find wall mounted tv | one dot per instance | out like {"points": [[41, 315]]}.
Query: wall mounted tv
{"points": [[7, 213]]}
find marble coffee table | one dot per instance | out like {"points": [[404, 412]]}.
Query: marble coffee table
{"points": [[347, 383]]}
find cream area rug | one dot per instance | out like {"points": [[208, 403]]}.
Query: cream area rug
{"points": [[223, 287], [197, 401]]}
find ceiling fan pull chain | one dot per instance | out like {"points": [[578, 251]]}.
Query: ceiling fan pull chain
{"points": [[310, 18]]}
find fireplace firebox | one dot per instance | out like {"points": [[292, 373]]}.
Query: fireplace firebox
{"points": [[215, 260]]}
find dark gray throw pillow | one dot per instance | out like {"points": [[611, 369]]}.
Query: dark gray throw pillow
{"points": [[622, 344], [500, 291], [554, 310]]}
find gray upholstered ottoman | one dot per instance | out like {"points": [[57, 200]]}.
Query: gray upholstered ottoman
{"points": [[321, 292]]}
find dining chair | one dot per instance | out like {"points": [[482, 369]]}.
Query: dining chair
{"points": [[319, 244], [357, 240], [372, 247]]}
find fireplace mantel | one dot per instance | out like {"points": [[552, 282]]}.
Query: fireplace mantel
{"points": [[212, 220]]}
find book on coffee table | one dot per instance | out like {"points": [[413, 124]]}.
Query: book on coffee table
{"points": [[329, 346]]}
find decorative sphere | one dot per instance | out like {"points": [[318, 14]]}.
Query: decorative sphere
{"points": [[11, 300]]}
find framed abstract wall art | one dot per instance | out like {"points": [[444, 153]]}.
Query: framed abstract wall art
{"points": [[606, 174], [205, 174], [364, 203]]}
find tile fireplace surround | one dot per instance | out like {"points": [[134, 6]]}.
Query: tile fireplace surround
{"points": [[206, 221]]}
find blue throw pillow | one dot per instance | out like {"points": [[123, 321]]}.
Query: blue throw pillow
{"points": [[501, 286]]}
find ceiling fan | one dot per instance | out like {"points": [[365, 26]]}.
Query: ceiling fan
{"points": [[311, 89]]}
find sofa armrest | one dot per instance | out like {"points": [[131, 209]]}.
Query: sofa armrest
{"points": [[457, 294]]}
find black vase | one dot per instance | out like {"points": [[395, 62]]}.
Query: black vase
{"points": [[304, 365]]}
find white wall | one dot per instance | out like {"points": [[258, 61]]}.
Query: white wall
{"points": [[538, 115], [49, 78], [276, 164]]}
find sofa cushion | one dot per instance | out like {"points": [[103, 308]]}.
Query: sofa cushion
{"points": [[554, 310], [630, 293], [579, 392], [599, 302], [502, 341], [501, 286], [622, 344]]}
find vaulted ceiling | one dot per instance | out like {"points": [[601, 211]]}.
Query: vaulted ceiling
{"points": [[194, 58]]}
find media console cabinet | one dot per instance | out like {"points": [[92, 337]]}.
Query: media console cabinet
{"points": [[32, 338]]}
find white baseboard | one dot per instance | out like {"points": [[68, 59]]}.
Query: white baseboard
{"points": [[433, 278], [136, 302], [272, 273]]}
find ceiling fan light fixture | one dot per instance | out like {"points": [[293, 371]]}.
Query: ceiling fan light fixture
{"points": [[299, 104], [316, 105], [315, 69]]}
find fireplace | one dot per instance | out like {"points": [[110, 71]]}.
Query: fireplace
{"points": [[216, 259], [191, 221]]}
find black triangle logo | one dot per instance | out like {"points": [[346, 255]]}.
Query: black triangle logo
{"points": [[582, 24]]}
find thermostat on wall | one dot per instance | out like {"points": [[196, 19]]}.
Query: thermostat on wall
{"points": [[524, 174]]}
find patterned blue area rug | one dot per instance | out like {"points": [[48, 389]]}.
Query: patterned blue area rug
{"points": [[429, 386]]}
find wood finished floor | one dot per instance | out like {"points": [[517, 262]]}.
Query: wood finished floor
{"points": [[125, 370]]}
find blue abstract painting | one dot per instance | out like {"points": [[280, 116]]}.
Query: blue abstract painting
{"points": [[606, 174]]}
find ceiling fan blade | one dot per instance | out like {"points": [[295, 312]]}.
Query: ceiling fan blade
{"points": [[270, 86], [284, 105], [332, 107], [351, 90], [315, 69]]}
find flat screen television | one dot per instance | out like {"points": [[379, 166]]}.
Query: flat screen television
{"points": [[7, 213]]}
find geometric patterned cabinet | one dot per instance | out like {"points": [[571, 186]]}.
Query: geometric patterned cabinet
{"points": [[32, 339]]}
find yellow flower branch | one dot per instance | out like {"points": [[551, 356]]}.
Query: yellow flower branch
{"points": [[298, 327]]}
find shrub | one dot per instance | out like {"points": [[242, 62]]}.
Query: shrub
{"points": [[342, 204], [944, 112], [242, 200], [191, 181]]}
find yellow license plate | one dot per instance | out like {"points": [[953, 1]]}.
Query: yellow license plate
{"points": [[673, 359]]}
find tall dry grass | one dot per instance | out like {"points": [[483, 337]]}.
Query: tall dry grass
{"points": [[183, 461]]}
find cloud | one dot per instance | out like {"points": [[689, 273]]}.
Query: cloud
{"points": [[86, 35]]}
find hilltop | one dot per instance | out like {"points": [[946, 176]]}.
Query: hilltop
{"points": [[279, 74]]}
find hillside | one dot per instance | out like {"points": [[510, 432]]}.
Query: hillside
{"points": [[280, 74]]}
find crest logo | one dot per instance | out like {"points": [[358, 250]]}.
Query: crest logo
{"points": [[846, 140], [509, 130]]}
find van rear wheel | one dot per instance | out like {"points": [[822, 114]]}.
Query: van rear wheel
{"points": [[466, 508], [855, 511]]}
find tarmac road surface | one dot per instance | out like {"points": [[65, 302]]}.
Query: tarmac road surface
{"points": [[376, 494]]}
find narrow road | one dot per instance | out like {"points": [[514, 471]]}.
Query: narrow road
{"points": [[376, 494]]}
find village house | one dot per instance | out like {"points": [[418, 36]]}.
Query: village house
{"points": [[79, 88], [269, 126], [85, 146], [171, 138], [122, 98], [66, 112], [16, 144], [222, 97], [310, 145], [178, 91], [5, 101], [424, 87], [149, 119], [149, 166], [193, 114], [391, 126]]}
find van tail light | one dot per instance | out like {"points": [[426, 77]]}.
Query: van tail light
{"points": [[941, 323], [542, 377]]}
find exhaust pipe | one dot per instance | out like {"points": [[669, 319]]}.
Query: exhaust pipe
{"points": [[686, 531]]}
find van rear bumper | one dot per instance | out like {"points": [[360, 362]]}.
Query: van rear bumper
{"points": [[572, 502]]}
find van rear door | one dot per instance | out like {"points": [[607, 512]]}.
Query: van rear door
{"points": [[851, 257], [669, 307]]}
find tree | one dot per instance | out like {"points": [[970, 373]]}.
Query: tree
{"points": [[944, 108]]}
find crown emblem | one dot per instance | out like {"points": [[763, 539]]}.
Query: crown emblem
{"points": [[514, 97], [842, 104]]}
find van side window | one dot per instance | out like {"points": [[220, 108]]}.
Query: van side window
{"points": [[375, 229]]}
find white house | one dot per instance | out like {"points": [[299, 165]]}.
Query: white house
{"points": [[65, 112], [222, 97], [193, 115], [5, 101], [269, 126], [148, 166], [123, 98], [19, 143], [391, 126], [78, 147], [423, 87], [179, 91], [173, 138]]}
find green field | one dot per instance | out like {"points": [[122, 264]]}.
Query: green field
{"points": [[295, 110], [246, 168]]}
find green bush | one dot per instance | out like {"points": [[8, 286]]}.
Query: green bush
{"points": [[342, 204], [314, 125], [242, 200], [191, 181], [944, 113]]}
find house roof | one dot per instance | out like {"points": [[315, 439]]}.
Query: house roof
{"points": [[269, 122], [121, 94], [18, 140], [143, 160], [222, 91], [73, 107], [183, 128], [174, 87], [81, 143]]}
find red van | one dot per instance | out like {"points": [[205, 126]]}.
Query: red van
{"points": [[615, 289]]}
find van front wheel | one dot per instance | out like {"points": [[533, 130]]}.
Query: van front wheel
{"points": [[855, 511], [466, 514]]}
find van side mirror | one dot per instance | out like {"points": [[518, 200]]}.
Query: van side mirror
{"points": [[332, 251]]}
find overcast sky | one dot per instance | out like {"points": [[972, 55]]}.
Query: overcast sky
+--
REQUIREMENT >> For this task, copy every line of the material in which "overcast" appears.

OUTPUT OF THE TASK >>
find overcast sky | one dot per instance | out like {"points": [[972, 55]]}.
Query: overcast sky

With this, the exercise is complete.